[Image point grounding data]

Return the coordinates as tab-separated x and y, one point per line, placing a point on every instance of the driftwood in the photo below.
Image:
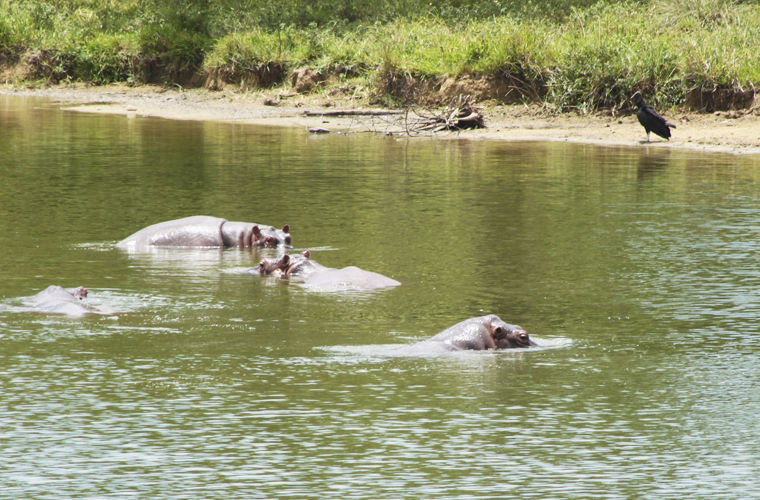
459	114
353	112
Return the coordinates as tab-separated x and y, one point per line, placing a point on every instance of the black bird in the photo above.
650	120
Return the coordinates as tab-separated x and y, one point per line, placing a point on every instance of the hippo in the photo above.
315	276
478	334
58	300
205	231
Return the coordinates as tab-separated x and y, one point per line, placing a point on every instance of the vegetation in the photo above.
580	54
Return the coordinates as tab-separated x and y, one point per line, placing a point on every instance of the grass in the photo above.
578	55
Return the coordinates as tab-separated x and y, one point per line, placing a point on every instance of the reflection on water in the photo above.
633	268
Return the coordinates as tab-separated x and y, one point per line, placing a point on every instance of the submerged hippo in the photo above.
205	231
478	334
318	277
58	300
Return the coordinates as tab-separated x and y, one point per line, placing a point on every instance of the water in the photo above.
635	269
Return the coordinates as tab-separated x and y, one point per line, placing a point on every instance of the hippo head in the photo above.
507	336
271	237
269	266
285	265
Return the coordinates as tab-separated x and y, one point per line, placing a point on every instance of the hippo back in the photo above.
348	278
196	231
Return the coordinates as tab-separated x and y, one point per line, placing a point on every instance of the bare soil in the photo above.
736	132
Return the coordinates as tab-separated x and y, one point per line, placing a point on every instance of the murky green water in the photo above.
637	269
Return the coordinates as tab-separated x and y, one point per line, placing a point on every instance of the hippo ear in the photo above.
499	332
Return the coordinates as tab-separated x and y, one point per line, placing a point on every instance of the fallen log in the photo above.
353	112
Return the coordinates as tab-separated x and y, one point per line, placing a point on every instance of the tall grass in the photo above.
581	54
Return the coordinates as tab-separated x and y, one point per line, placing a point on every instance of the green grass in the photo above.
579	55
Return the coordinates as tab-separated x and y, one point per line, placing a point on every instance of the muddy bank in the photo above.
727	132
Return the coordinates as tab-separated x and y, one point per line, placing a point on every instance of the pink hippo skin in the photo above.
205	231
317	277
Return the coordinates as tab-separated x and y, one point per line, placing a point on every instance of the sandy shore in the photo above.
724	132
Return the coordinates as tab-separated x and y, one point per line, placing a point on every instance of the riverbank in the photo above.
724	132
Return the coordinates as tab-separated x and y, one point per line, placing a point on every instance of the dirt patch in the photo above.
730	132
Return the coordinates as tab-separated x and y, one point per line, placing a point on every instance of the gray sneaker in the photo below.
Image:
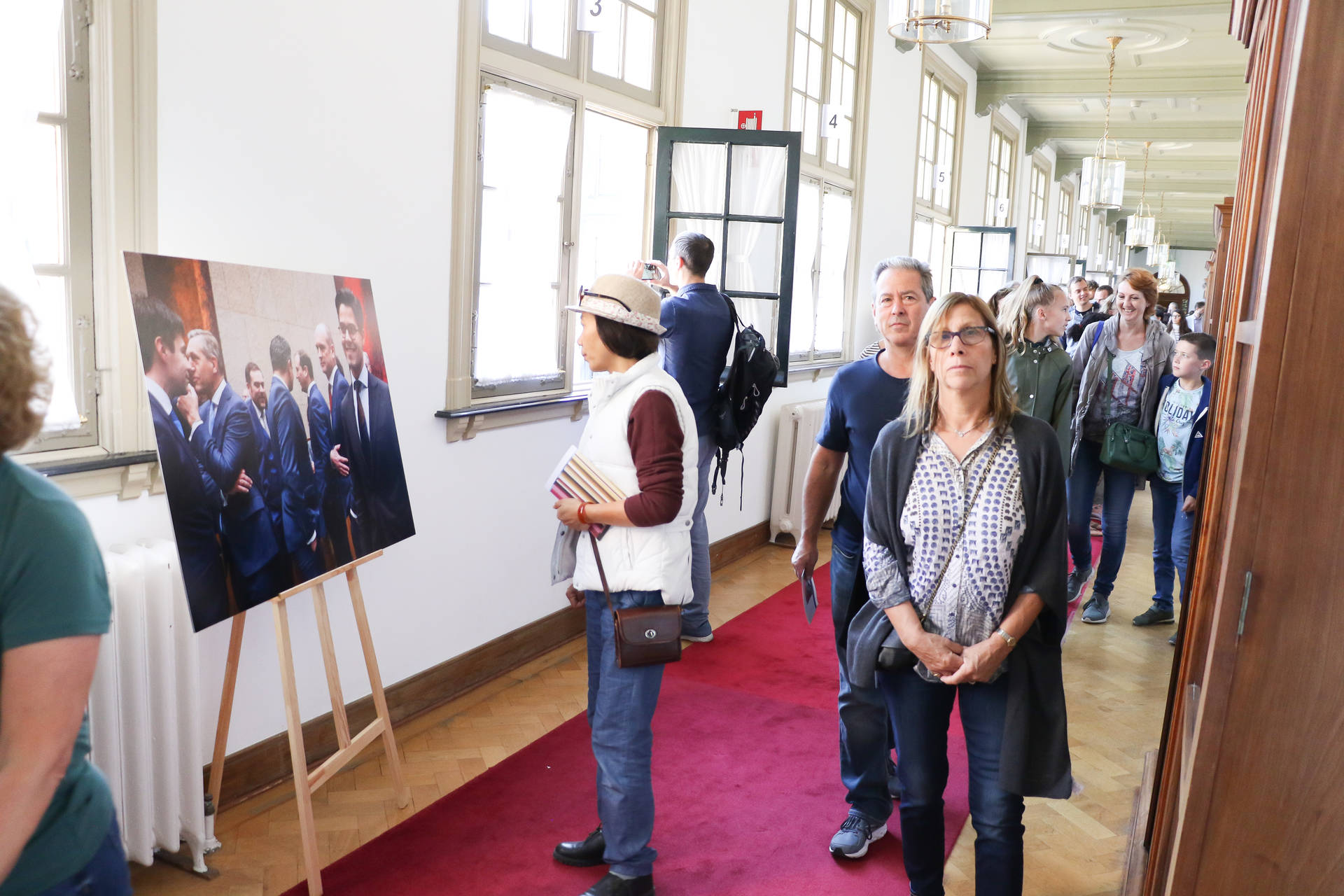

TASK TO COMPLETE – The expected answer is a copy of each line above containing "below".

OUTPUT FOR THIS EXERCISE –
Return the coordinates as tab-separated x and y, one point per line, placing a point on every instance of the driftwood in the photo below.
Return the coordinates as tab-separated x and y, one point per line, placing a point on every instance of the gray sneaker in the photo below.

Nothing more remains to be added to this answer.